## Document passage
-- Opening Marker --
Crews are removing contaminated waste from an Ohio site where a train derailed earlier this month. The train was carrying toxic chemicals, which officials decided to leak slowly and burn to avoid an explosion, and the city of East Palestine was evacuated during the burn.
Over the weekend, the Environmental Protection Agency approved moving contaminated soil shipments to “two EPA-certified sites in Ohio: Heritage Thermal Services in East Liverpool and Vickery Environmental in Vickery,” CNN reported.
The shipment contains around 1.8 million gallons of contaminated waste, per CNN.
“We owe it to East Palestine and residents nearby to move waste out of the community as quickly as possible,” Debra Shore, EPA’s regional administrator, told The Washington Post.
And the people of East Palestine want it gone.
Shore said after speaking with residents, it was obvious “that everyone wants this contamination gone from the community,” per CNN.
Soon after the Norfolk Southern train cars derailed and threats of explosion were minimized, residents returned to their homes, with reassurances there were no harmful levels of toxicity remaining in the area.
However, residents soon started to complain about rashes, headaches, nausea and other symptoms that they say only appeared after the accident.

House GOP will hold Ohio train derailment hearings
The House Transportation and Infrastructure Committee and the House Energy and Commerce Committee are considering a probe into what happened with the wreck and the Biden administration’s response to it, Axios reported.
Republicans and East Palestine residents are upset with the length of time it took for the Biden administration to respond to the crash. They also complained that Transportation Secretary Pete Buttigieg took too long to visit the site, coming to the town three weeks after the accident.
-- Closing Marker --
## Stored data
-- Opening Marker --
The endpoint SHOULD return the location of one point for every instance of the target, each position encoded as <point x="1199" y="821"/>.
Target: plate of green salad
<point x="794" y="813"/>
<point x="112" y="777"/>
-- Closing Marker --
## Problem set
a: Name every news outlet that the derailment article cites as a source.
b: Please answer these questions from the derailment article, one per line:
(i) About how many gallons of contaminated waste does the shipment contain?
(ii) What position does Debra Shore hold?
(iii) How long after the accident did Transportation Secretary Pete Buttigieg come to the town?
The listing plays no part in what is asked here.

## Solutions to the problems
a: CNN, The Washington Post, Axios

b:
(i) Around 1.8 million gallons
(ii) EPA's regional administrator
(iii) Three weeks